Material to process START

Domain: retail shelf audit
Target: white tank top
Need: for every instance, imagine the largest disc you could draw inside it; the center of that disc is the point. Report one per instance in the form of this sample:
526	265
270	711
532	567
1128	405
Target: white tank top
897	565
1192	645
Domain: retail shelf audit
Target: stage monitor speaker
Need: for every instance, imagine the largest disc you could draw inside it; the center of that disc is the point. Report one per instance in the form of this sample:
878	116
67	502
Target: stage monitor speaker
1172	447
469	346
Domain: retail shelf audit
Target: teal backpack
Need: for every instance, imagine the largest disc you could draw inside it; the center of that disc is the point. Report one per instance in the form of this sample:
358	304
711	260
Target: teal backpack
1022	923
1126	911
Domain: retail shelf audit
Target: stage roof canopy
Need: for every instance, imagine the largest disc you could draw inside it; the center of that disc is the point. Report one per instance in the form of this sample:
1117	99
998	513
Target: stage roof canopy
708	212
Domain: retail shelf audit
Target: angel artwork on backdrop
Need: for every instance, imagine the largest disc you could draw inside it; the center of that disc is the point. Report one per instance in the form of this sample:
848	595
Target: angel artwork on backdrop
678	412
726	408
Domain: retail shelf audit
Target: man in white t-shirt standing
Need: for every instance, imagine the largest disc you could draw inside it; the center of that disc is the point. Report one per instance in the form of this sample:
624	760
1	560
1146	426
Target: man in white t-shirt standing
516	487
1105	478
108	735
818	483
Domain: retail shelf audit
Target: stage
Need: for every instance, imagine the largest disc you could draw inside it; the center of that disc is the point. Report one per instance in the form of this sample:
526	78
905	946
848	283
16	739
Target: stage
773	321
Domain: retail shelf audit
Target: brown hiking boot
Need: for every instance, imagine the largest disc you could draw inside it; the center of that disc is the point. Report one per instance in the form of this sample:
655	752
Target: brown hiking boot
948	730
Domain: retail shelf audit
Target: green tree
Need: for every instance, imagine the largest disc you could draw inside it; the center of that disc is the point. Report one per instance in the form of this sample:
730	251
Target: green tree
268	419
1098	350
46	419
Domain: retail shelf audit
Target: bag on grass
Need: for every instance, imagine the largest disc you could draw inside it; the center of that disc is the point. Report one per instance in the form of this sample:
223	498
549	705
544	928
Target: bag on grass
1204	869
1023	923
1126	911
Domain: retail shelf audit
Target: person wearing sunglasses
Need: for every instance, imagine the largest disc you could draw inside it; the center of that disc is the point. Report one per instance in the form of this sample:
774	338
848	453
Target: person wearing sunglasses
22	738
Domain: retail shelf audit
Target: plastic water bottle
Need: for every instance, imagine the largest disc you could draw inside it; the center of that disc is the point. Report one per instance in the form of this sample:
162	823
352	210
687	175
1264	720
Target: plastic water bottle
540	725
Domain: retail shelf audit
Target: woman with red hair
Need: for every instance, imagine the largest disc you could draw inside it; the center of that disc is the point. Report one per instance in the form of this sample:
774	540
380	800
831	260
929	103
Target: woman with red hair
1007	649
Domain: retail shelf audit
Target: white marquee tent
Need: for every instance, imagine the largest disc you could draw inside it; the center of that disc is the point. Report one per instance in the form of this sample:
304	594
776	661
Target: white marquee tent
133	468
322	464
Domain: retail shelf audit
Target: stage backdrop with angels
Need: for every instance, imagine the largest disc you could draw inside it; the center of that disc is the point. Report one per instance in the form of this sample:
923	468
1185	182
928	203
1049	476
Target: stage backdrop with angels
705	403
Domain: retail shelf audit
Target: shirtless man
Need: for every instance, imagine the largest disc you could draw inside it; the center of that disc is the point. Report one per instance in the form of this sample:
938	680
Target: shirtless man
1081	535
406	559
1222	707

Material to process END

> **Problem statement**: The data above should be output exactly, with each line intact.

> **Answer section**:
Domain: retail shelf audit
Target: white tank top
Need: for every instance, imagine the largest disc you could draw inside it; the center of that disc is the point. Report one per instance in the form of this sample:
526	265
270	711
532	567
1128	405
Target: white tank top
897	565
1192	645
Domain: retail shelf audit
Target: stage monitor speaker
Need: for every instance, imagine the largest disc you could draw inside it; the center of that disc is the point. Report one per instance in the form of this sample:
878	116
67	502
Target: stage monitor speaker
1172	447
469	346
Domain: retail shelf audit
Target: teal backpack
Need: for every instance, imagine the largest disc you could draw inside it; the center of that disc is the point. Report one per instance in the form of this sample:
358	304
711	260
Target: teal backpack
1022	923
1126	911
Domain: retail shelf audit
Target: stage roof canopy
Need: for every instance, imagine the largest disc you could draw inside it; the center of that disc is the point. Report one per instance in the form of this sample:
1117	99
998	513
Target: stage roof canopy
708	212
Domain: retail shelf audit
Target: angel artwork on backdrop
Need: for every instance, imagine the largest disc you could draw inside it; the center of that disc is the point. Report one per instance in the form of this sample:
848	595
Target: angel artwork on backdrop
678	412
726	408
Domain: retail shelf audit
Target: man in white t-shirt standing
Need: for every instance, imagine the largest disc you could draw inside it; the center of that disc is the point. Report one per instance in the form of this sample:
624	760
1	560
1146	426
Target: man in white t-shirt standing
516	487
1105	478
108	735
818	483
Domain: retail shelf audit
Target: stage
Need: for every instance, imagine the largest disc you could draw inside it; the center of that disc is the point. Report one per instance in the form of this sample:
526	78
905	946
848	283
16	739
Target: stage
773	321
Domain: retail shelf audit
Target: brown hiking boot
Need: for every instance, imagine the largest disc you could draw inside it; the center of that disc is the point. Report one per instance in the form of this sample:
655	752
Target: brown hiking boot
948	730
Domain: retail shelf audit
Target: green tree
Need: for every instance, imagine the largest disc you could draw inside it; the center of that disc is the point. Report one per instance in the form of this sample:
730	251
Target: green tree
268	419
1098	350
46	419
Domain: retail shelf audit
Target: bag on grass
Need: for every instance, imagine the largest disc you could draw inside it; the center of that disc is the point. Report one per instance in the form of this sample:
223	498
549	705
544	928
Target: bag on grass
1204	869
1023	923
1126	911
Domain: retail shelf audit
Target: person wearing sunglasses
Need: for every instance, imagine the largest disc you could draw inside it; the center of that disc is the point. Report one per instance in the form of this sample:
774	338
848	453
Target: person wearing sunglasses
22	738
Domain: retail shelf audit
Target: plastic water bottle
Need: for every instance, imagine the largest disc you could draw inside it; the center of that disc is the point. Report one per instance in the form of this sample:
162	823
352	210
687	175
1264	720
Target: plastic water bottle
540	725
Domain: retail shelf audit
Target: woman with red hair
Need: for every instance, imagine the largest disc you could draw inside it; the center of that disc is the point. Report one per instance in the form of this sample:
774	540
380	800
831	260
929	103
Target: woman with red hair
1007	649
Domain: retail shelf audit
Target: white marquee tent
Need: for every instance, imagine the largest disc you could draw inside it; the center of that disc is the point. Report one per instance in the form of this sample:
304	594
776	661
Target: white marquee tent
133	468
322	464
Domain: retail shelf audit
Target: stage backdrop with angels
Need: for every instance, imagine the largest disc you could draw inside it; the center of that disc is the point. Report one per instance in the form of this sample:
923	468
1185	182
928	203
1049	476
Target: stage backdrop with angels
705	403
Domain: retail shelf audit
Target: shirtless man
Need: for every instance, imagine the largest disc you could draw inside it; the center of that disc is the point. Report one per instance in the form of this sample:
938	680
Target: shirtless man
1081	535
406	559
1222	707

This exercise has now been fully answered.